# Instruction 1
Reproduce the Scylla Summit interview in full, word for word.

# Quoted text
Learn about our improvements on high percentile latencies at Scylla Summit 2017
I was pleased to sit down with Glauber Costa of ScyllaDB to learn more about his upcoming talk at Scylla Summit 2017. At Scylla Summit 2017, participants will join NoSQL developers and users from start-ups and the enterprise for two days of sharing ideas, hearing innovating use cases, and getting real-life tips and tricks from your peers and NoSQL idols. Let’s begin the interview and learn more about what Glauber will be presenting at the Summit.
Please tell us about yourself and what you do at ScyllaDB?
I am a Principal Architect and I both help drive the development of core database features and make sure customers are successful in their deployments, and integrating Scylla with their environment. I wrote the Scylla I/O Scheduler, automatic write-rate determination, and flush priority controller.
What will you be talking about at Scylla Summit 2017?
I will be showing a host of improvements that we have made since last year’s Scylla Summit that will help Scylla provide more consistent latencies.
What type of audience will be interested in your talk?
My talk targets the entire audience of the Scylla Summit. I will show a lot of results backing the improvements I describe, but the description of the improvements themselves will be fairly high level.
Can you please tell me more about your talk?

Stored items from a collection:

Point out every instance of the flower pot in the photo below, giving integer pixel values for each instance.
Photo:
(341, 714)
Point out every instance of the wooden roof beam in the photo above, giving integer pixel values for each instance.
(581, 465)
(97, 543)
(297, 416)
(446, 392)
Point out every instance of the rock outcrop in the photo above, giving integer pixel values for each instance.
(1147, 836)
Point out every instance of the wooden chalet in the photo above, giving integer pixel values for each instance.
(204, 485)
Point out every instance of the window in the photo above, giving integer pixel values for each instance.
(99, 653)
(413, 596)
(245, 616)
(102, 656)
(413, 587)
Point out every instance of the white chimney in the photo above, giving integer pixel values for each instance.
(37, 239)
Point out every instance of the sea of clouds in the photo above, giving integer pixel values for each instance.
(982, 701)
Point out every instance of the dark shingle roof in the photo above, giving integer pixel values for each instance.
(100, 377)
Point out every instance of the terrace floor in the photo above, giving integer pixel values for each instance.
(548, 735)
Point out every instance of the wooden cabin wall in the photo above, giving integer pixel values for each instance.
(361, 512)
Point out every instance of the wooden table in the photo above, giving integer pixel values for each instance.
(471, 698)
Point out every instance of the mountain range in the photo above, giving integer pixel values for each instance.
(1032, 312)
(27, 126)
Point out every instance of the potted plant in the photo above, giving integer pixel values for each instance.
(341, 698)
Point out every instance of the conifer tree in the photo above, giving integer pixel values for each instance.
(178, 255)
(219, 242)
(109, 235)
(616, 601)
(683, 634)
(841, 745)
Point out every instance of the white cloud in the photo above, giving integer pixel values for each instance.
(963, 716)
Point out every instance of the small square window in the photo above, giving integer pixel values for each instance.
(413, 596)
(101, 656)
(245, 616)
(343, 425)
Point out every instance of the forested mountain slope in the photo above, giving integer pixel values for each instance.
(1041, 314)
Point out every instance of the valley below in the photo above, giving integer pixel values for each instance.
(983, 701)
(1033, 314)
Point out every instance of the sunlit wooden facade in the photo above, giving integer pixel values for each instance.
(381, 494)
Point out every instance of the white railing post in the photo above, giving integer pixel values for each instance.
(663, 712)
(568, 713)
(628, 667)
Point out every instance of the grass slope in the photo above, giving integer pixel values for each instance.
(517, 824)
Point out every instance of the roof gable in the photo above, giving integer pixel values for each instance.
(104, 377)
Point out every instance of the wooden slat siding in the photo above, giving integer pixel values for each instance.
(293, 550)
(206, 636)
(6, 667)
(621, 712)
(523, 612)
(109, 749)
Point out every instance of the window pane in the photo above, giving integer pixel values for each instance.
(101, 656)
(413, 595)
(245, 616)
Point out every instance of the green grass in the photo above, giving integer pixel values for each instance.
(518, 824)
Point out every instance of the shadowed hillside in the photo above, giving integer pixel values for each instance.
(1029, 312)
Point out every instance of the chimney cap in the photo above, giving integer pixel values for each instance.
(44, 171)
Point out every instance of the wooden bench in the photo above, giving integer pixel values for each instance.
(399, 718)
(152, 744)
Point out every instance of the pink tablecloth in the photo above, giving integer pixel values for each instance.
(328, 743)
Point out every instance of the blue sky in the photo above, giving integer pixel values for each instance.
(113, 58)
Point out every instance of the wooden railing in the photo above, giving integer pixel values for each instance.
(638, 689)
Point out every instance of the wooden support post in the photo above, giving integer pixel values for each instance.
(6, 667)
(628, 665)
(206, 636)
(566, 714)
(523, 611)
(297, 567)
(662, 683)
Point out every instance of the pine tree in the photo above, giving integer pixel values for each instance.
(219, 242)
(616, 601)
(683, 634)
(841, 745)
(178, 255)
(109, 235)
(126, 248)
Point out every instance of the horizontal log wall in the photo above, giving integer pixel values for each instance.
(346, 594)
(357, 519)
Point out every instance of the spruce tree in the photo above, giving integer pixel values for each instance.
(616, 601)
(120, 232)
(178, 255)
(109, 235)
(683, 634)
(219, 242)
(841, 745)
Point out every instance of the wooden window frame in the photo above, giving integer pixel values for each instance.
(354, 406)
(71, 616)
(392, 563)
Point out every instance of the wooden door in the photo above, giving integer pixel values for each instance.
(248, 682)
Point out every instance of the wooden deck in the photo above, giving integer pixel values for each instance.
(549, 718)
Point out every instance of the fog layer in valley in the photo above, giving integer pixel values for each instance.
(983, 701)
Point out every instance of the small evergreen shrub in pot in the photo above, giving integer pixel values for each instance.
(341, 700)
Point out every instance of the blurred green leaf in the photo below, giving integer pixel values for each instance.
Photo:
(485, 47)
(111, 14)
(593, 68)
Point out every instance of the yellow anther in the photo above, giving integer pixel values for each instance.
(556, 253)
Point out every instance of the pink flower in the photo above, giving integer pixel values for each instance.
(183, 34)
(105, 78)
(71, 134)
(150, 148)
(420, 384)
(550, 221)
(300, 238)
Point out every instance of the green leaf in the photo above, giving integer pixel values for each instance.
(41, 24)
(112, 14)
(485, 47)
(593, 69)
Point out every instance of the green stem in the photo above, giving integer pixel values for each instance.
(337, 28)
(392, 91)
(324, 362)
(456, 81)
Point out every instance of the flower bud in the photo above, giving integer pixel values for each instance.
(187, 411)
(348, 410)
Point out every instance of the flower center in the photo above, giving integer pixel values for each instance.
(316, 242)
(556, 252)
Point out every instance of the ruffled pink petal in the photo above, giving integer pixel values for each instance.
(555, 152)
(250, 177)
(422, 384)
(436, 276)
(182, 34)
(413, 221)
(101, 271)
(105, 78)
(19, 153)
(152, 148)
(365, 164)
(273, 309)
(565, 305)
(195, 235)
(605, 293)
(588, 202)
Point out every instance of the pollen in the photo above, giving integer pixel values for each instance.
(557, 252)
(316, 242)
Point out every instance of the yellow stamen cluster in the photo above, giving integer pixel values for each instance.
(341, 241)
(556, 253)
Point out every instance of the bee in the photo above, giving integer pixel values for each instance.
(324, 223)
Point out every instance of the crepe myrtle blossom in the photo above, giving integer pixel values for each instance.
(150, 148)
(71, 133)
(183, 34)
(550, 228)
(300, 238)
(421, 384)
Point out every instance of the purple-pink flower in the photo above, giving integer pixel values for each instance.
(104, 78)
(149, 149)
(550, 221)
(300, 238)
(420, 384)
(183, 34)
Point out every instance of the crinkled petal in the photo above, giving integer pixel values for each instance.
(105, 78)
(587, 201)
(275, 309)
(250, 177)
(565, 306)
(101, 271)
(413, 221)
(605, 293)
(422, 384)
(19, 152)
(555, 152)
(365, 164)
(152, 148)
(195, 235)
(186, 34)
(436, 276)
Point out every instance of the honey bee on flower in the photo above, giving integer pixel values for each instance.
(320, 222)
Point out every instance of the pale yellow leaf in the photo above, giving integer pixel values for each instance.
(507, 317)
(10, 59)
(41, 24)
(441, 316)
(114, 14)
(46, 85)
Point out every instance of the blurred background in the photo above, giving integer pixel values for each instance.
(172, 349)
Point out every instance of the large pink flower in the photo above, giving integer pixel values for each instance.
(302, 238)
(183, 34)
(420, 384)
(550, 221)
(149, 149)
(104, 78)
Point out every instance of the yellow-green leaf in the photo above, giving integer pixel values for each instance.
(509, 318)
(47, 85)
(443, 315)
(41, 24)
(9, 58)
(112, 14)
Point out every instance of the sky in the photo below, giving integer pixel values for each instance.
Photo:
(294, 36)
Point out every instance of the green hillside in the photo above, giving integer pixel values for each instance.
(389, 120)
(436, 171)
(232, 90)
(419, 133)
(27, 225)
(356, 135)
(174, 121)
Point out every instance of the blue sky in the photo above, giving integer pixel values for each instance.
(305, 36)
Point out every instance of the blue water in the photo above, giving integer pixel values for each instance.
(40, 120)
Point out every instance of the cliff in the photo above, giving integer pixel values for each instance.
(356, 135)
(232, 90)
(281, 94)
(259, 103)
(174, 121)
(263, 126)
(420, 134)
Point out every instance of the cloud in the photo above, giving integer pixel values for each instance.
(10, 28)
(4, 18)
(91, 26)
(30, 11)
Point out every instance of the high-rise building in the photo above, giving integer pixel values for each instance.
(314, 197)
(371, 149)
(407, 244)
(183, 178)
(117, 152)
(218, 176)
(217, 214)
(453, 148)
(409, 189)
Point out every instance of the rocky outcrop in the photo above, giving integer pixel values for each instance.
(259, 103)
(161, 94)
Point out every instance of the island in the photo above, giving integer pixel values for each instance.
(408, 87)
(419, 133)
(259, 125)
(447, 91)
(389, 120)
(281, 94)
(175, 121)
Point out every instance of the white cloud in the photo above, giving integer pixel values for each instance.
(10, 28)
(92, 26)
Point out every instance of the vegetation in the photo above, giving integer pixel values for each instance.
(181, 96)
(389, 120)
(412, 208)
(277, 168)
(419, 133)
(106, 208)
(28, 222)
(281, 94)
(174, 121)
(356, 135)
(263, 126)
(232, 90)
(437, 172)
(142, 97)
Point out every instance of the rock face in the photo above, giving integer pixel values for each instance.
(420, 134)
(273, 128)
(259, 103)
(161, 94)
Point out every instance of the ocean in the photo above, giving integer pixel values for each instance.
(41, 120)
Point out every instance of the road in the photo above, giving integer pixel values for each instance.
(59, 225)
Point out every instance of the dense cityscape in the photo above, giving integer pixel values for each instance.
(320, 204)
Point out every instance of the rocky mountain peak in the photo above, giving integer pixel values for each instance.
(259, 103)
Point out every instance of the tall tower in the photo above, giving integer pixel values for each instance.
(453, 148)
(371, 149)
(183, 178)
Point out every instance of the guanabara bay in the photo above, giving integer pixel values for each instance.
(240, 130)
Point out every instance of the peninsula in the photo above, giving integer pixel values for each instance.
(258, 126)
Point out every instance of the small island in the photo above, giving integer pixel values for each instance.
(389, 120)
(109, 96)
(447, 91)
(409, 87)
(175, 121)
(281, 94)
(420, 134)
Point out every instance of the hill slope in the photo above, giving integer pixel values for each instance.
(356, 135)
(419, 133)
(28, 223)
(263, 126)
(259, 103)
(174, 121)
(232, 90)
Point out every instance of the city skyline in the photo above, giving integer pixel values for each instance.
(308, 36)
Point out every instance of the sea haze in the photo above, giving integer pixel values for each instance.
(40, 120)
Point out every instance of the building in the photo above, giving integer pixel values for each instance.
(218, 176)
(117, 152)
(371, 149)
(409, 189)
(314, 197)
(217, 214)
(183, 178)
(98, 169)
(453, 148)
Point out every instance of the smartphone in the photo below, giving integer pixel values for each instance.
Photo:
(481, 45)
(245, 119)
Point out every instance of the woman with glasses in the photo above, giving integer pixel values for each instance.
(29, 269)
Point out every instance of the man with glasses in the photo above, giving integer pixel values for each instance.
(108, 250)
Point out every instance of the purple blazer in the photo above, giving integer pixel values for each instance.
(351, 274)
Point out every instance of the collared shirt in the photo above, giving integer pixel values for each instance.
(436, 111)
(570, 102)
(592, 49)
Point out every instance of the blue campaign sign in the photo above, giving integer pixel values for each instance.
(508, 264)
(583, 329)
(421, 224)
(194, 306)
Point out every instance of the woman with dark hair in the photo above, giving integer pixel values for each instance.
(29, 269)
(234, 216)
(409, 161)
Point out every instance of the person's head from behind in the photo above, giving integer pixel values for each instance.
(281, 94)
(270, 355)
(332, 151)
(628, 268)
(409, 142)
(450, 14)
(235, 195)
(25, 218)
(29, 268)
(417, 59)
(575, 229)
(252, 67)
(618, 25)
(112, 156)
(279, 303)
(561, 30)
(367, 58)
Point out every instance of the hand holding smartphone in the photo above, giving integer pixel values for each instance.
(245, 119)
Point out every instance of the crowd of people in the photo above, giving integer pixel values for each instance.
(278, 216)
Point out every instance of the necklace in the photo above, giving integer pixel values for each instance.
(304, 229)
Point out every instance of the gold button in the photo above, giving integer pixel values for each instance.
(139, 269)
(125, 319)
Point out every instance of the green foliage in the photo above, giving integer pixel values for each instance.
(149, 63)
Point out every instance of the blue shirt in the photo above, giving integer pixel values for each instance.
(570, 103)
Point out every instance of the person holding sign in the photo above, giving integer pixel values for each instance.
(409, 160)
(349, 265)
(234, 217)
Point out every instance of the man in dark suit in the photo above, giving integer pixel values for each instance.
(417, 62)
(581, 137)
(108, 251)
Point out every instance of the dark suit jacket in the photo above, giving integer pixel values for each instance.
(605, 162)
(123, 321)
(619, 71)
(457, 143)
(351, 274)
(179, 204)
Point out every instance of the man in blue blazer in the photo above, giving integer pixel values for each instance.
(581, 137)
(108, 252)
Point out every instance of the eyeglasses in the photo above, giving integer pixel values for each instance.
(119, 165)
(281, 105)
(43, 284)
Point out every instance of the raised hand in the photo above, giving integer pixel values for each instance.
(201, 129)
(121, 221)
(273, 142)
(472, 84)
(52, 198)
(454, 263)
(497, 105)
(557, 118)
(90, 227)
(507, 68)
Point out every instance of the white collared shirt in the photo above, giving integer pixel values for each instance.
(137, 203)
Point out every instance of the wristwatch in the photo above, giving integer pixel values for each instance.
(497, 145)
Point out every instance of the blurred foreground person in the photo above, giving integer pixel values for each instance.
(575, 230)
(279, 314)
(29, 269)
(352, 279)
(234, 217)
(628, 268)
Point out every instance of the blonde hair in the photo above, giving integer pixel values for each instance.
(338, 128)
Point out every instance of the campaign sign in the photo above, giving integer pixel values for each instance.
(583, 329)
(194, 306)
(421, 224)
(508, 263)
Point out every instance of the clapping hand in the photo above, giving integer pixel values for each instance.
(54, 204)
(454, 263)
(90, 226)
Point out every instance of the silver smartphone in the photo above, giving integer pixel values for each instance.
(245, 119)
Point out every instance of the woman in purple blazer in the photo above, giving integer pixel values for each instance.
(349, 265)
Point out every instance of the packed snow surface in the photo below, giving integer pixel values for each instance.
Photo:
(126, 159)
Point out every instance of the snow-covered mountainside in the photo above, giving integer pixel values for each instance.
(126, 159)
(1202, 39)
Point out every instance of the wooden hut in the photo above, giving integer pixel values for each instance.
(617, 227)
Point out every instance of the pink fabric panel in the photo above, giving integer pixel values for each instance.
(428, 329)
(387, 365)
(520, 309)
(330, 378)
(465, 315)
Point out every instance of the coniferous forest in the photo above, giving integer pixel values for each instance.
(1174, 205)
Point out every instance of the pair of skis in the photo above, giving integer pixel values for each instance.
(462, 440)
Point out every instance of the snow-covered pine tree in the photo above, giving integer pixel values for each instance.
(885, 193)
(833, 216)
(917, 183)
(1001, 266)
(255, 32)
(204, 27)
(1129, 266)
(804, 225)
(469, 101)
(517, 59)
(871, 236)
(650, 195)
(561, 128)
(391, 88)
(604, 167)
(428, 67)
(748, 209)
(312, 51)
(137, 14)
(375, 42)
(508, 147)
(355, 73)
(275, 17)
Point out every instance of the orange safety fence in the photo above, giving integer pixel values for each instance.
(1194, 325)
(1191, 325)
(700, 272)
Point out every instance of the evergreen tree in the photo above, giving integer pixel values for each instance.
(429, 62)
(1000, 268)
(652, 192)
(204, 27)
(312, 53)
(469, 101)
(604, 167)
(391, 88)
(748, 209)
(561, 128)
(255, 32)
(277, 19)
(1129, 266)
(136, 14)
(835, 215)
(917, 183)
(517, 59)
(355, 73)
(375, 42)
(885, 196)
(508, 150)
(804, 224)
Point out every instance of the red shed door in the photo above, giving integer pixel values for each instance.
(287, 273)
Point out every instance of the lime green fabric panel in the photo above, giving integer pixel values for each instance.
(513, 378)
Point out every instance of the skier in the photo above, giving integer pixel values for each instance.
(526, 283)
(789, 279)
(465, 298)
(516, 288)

# Instruction 2
Find every line in the rows that contains the string "blazer" and copy each of those lines.

# Complete answer 1
Learn about our improvements on high percentile latencies at Scylla Summit 2017
I was pleased to sit down with Glauber Costa of ScyllaDB to learn more about his upcoming talk at Scylla Summit 2017. At Scylla Summit 2017, participants will join NoSQL developers and users from start-ups and the enterprise for two days of sharing ideas, hearing innovating use cases, and getting real-life tips and tricks from your peers and NoSQL idols. Let’s begin the interview and learn more about what Glauber will be presenting at the Summit.
Please tell us about yourself and what you do at ScyllaDB?
I am a Principal Architect and I both help drive the development of core database features and make sure customers are successful in their deployments, and integrating Scylla with their environment. I wrote the Scylla I/O Scheduler, automatic write-rate determination, and flush priority controller.
What will you be talking about at Scylla Summit 2017?
I will be showing a host of improvements that we have made since last year’s Scylla Summit that will help Scylla provide more consistent latencies.
What type of audience will be interested in your talk?
My talk targets the entire audience of the Scylla Summit. I will show a lot of results backing the improvements I describe, but the description of the improvements themselves will be fairly high level.
Can you please tell me more about your talk?

# Complete answer 2
Point out every instance of the purple blazer in the photo above, giving integer pixel values for each instance.
Point out every instance of the man in blue blazer in the photo above, giving integer pixel values for each instance.
Point out every instance of the woman in purple blazer in the photo above, giving integer pixel values for each instance.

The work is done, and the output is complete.